[Brief]:
Copy each line below exactly.
** Material to process follows **
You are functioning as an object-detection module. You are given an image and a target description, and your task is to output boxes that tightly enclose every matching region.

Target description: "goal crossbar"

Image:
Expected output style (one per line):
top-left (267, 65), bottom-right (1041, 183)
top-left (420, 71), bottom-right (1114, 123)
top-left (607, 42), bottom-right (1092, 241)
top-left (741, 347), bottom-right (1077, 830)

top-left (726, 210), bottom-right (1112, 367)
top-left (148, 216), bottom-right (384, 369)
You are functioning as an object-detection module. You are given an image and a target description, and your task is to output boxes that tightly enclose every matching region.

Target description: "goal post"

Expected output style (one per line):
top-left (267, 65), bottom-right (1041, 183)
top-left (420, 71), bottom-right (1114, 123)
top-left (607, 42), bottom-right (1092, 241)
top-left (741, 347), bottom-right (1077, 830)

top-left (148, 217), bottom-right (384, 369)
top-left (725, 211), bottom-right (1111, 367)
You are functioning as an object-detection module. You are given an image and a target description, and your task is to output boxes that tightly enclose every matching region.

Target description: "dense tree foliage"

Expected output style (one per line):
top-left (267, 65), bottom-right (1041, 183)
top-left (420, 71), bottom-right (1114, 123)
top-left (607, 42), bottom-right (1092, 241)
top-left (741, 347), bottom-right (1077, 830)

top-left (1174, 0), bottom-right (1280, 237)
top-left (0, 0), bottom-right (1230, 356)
** End of Material to process **
[Problem solution]:
You are functioning as an object-detection module. You are given an image and a target description, and your task is to output boxes that tightly enclose every matching region.

Target description: "goal crossbar"

Image:
Expected output style (one per line):
top-left (267, 65), bottom-right (1041, 183)
top-left (420, 71), bottom-right (1114, 123)
top-left (607, 42), bottom-right (1092, 241)
top-left (741, 347), bottom-right (1077, 830)

top-left (726, 210), bottom-right (1112, 367)
top-left (148, 216), bottom-right (384, 369)
You are functioning as an object-detection module. You are given an image and a target description, and your task is to output boxes that tightly enclose every matching region.

Target description: "goal post"

Expected output style (one per line):
top-left (267, 65), bottom-right (1041, 183)
top-left (420, 71), bottom-right (1114, 123)
top-left (607, 42), bottom-right (1092, 241)
top-left (741, 347), bottom-right (1077, 830)

top-left (148, 217), bottom-right (384, 369)
top-left (725, 211), bottom-right (1111, 367)
You are functioning as an object-detection module. You are given an image and a target description, and your task is to output boxes that tightly enclose every matching region.

Target description: "dense tree foliage"

Expected output style (one per line):
top-left (267, 65), bottom-right (1041, 183)
top-left (420, 71), bottom-right (1114, 123)
top-left (607, 42), bottom-right (1092, 241)
top-left (741, 347), bottom-right (1077, 830)

top-left (1174, 0), bottom-right (1280, 237)
top-left (0, 0), bottom-right (1230, 356)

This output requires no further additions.